Start of MATERIAL SHOWN
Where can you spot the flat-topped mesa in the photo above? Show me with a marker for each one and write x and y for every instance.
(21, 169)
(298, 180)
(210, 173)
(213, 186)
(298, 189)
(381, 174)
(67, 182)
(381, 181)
End of MATERIAL SHOWN
WHAT THIS TASK INVOLVES - Return every record exactly as it was given.

EXERCISE SOLUTION -
Where can you spot the flat-topped mesa in the photo above? Show me with a marker for each one and write x and y for every instance.
(21, 169)
(298, 180)
(210, 173)
(213, 186)
(298, 189)
(381, 174)
(67, 182)
(381, 181)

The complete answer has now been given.